- SHORT EXERCISE
Copy exactly the run of lines that begins at the line with "Where can the little" and ends at the final line of the entries.

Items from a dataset
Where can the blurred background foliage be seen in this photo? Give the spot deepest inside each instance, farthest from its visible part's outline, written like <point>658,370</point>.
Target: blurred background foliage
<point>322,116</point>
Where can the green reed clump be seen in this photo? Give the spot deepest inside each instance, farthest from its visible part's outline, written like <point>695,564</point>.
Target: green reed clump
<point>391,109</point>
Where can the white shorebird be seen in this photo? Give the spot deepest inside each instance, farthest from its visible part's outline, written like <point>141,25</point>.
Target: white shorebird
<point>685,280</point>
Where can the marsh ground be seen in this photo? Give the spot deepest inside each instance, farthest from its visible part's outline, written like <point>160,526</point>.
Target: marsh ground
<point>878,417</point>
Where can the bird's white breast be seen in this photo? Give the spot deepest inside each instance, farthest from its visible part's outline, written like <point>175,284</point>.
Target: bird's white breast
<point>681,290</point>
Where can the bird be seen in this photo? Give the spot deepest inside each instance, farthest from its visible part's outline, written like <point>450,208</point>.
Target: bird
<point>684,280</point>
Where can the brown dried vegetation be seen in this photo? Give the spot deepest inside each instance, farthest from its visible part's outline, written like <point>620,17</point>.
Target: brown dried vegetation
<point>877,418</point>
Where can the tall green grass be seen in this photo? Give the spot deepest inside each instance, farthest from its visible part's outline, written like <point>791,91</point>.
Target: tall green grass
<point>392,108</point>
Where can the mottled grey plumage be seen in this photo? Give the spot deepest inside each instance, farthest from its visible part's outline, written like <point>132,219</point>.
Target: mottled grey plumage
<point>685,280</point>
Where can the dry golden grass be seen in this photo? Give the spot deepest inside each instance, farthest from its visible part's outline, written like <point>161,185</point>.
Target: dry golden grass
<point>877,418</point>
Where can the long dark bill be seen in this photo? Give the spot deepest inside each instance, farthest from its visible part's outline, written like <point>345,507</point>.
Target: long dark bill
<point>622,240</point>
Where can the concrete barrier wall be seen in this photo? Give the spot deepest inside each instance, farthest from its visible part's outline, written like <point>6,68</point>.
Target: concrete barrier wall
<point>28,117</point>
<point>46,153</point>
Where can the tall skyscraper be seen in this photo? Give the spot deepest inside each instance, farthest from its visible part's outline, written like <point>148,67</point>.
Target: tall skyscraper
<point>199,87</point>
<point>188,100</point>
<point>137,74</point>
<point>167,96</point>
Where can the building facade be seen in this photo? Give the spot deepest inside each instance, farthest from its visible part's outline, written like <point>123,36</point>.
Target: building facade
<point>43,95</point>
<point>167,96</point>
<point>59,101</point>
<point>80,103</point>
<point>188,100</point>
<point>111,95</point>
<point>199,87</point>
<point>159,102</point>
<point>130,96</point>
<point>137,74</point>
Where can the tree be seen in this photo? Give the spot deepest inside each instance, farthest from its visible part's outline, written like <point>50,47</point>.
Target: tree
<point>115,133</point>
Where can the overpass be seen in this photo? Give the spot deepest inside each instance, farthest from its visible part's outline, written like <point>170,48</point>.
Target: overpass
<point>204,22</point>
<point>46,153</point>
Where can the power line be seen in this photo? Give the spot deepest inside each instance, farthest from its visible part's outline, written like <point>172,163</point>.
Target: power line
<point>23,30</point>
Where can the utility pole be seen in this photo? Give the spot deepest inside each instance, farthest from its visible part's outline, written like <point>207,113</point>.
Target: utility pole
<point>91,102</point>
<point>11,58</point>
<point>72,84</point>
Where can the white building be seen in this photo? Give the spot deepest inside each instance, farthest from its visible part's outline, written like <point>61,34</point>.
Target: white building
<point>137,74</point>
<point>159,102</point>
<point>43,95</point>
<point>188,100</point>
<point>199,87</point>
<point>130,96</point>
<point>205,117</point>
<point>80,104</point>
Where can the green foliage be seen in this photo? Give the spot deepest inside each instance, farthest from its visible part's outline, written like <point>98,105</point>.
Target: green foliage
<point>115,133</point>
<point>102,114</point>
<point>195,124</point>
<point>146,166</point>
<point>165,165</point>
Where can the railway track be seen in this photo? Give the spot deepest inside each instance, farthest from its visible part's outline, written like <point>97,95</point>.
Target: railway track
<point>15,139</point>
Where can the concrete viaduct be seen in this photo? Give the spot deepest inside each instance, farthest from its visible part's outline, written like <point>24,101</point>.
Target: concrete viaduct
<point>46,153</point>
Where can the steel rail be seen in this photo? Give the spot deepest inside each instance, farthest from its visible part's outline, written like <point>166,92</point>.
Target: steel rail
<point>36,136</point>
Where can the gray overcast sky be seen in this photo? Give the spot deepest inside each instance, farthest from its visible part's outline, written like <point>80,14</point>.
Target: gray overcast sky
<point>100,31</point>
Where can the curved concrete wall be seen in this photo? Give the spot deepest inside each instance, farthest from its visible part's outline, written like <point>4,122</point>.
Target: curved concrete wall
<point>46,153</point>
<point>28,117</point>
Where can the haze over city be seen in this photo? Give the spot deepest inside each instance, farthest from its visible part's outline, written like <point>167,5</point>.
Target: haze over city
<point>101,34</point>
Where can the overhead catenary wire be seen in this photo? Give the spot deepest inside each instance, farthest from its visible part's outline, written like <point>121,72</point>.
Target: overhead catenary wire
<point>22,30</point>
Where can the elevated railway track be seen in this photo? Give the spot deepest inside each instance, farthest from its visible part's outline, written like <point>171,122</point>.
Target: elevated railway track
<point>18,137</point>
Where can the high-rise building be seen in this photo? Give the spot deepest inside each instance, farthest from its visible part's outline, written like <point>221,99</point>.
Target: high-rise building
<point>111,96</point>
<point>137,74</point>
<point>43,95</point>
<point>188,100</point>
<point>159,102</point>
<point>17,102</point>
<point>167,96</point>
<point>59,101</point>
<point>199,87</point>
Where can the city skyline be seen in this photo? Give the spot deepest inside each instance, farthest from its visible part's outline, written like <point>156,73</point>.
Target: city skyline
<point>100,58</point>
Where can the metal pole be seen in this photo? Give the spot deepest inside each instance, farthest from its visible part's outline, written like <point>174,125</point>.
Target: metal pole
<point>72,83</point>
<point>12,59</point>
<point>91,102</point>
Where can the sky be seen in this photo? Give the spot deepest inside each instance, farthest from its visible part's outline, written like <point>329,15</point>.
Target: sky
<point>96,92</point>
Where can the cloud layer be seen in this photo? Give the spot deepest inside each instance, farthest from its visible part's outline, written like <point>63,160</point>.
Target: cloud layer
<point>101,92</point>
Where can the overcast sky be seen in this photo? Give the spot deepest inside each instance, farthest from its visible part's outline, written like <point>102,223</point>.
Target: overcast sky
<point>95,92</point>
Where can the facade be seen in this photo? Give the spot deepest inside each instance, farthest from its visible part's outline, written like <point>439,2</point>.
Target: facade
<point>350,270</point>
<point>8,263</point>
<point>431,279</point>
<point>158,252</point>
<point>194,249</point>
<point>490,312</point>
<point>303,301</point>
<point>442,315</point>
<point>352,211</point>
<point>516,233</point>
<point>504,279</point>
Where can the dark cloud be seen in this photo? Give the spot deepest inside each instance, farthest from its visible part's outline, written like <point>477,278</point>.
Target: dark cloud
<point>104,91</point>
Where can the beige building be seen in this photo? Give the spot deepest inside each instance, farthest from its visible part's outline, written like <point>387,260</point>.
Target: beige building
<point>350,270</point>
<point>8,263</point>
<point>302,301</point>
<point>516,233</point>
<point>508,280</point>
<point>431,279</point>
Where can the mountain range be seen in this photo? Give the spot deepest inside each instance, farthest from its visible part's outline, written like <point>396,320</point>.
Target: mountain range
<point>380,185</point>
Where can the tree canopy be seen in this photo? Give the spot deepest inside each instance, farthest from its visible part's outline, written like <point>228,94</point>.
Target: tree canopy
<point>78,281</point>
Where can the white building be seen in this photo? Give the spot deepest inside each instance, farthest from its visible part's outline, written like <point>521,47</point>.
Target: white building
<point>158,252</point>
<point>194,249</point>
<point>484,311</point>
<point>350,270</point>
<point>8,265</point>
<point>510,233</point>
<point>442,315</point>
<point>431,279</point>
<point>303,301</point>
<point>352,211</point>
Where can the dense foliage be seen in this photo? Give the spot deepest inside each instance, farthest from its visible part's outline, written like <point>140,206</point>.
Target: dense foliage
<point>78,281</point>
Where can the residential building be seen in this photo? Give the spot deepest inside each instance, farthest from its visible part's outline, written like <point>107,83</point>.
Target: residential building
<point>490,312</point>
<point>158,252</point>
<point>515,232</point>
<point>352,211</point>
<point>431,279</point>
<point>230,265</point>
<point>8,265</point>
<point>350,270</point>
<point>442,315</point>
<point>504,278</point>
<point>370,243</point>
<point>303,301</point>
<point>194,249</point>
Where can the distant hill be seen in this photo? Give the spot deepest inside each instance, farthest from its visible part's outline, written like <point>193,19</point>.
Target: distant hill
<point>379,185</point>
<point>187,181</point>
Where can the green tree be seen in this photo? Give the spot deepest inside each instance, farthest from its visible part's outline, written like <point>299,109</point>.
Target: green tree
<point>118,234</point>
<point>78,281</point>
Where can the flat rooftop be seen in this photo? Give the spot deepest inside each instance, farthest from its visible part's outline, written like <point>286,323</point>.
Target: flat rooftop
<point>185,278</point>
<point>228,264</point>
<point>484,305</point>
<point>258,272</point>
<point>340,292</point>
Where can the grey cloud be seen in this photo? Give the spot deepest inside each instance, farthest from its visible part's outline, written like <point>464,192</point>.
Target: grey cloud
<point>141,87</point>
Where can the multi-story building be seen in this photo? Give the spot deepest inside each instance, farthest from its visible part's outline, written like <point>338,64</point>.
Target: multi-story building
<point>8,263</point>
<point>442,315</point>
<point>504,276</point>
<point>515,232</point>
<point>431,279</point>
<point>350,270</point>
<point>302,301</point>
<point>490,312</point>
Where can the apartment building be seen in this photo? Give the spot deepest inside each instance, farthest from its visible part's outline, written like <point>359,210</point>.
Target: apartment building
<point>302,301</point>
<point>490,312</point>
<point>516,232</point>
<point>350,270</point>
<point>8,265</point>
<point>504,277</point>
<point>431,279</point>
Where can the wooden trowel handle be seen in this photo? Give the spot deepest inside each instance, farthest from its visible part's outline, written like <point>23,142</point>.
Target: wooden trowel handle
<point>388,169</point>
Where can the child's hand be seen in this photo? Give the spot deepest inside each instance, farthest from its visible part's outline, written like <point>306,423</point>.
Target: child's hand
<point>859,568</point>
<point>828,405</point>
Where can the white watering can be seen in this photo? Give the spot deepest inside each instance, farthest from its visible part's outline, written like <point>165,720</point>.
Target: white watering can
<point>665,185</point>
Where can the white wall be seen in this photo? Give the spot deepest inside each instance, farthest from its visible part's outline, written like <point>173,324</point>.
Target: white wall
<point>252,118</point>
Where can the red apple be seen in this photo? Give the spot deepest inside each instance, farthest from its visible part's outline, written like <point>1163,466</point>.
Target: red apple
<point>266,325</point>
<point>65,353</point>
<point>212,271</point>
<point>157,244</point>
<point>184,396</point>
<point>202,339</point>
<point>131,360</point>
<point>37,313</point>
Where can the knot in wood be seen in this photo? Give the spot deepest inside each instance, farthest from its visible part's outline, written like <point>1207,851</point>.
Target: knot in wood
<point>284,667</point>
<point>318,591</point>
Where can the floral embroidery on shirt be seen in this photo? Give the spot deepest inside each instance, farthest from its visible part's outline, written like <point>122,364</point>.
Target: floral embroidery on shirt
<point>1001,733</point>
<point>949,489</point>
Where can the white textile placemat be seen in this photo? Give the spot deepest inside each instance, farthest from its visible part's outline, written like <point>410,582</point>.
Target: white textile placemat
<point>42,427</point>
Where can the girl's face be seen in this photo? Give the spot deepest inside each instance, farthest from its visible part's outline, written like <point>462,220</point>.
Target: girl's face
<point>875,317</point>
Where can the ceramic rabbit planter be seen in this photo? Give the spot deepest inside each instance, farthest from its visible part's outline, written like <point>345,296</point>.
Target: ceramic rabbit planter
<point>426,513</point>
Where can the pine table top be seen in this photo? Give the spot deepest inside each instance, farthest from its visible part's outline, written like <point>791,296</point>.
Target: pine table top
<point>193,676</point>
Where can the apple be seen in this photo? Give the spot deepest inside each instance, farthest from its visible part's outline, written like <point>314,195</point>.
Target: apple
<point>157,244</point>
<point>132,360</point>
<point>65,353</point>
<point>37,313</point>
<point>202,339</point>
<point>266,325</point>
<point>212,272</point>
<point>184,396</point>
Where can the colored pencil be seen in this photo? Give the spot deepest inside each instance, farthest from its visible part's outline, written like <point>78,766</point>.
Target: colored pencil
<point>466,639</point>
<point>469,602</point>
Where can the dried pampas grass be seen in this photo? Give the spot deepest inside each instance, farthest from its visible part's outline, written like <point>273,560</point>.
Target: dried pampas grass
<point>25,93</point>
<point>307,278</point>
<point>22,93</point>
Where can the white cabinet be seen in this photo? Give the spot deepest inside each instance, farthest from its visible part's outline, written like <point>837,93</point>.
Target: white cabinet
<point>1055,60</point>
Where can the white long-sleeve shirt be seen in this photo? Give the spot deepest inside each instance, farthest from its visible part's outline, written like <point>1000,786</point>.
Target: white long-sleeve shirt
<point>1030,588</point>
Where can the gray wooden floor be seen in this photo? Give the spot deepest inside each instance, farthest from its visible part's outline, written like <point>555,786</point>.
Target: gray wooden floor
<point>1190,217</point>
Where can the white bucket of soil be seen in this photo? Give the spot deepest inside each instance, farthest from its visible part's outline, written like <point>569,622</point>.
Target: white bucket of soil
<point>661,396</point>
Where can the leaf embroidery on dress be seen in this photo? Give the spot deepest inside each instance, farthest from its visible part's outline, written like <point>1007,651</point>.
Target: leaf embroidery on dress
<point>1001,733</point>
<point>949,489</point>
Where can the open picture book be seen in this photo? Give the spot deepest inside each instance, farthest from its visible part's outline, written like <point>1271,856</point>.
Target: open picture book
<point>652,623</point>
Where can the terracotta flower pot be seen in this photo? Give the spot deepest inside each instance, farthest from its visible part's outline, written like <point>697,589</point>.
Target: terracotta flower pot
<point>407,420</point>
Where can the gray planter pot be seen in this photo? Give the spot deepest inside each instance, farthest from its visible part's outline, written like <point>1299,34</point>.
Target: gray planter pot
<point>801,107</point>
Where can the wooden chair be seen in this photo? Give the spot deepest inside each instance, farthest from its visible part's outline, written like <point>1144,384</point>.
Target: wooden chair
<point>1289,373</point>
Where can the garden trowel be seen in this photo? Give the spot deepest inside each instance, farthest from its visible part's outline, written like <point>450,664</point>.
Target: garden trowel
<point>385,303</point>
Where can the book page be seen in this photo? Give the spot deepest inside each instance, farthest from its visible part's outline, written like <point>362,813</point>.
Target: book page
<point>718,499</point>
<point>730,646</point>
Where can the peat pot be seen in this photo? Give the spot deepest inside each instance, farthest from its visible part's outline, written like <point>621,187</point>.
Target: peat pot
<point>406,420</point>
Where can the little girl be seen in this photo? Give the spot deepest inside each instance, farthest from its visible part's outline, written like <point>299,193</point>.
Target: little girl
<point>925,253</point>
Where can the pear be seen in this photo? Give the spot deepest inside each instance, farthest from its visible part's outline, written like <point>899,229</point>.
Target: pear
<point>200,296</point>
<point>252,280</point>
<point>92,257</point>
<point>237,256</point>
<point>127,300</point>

- PROBLEM SOLUTION
Where can the little girl be seen in this photo? Give the spot deepest inside each instance, farthest from its visible part's outline, written like <point>299,193</point>.
Target: little girl
<point>925,253</point>
Where can the pear be seen in this photo? Give the spot deepest inside each instance, farthest from its visible part's outline, written like <point>899,229</point>.
Target: pear
<point>200,296</point>
<point>252,280</point>
<point>92,257</point>
<point>237,256</point>
<point>127,300</point>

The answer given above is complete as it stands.